RECORDS PROVIDED
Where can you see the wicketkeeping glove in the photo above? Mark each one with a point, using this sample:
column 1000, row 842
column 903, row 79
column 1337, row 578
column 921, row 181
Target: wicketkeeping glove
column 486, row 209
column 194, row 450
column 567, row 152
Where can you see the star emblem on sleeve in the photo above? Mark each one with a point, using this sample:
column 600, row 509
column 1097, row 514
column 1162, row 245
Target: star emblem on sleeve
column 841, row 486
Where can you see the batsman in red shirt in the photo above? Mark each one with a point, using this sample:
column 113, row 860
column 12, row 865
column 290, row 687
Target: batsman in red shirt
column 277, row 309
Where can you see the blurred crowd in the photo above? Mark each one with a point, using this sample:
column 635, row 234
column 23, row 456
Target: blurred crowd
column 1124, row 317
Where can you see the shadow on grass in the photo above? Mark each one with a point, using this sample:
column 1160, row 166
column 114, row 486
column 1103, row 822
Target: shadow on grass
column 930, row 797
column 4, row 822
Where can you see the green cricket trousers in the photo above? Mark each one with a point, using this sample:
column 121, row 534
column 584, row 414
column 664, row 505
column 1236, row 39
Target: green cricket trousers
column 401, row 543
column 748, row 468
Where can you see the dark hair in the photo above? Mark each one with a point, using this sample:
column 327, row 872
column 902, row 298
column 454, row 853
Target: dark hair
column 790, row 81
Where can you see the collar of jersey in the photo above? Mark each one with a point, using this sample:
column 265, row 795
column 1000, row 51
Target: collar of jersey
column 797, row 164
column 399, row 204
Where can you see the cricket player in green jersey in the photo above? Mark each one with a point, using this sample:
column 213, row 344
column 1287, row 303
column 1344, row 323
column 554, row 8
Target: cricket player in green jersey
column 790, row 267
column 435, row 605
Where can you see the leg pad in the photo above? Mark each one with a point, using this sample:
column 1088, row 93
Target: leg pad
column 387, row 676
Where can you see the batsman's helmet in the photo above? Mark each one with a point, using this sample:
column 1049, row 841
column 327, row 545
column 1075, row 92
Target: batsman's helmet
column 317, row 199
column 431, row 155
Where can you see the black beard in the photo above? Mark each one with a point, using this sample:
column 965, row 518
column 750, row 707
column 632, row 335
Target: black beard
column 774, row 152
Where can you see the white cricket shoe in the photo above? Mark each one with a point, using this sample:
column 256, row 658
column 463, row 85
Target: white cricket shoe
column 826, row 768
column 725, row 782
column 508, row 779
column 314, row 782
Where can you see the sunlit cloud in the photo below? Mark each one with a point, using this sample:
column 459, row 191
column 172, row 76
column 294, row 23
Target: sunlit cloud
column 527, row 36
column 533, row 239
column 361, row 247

YOUR INSTRUCTIONS
For the entries above, transcribe precisely the lines from the one with "Target: batsman's helmet" through the end, including both.

PROBLEM SOLUTION
Target: batsman's helmet
column 317, row 199
column 431, row 155
Where can you see the black beard in the photo above? Mark each one with a point, using this sample:
column 965, row 518
column 750, row 707
column 632, row 335
Target: black beard
column 774, row 152
Where can you see the white cricket shoe in the photo above? Mark each one with a point, using this sample:
column 256, row 658
column 463, row 85
Target: white cricket shoe
column 826, row 768
column 725, row 782
column 508, row 779
column 314, row 782
Where can you see the sunlit cloud in the photo below? Mark each one with a point, using this sample:
column 459, row 191
column 172, row 76
column 294, row 23
Target: sunlit cloud
column 527, row 36
column 533, row 239
column 361, row 247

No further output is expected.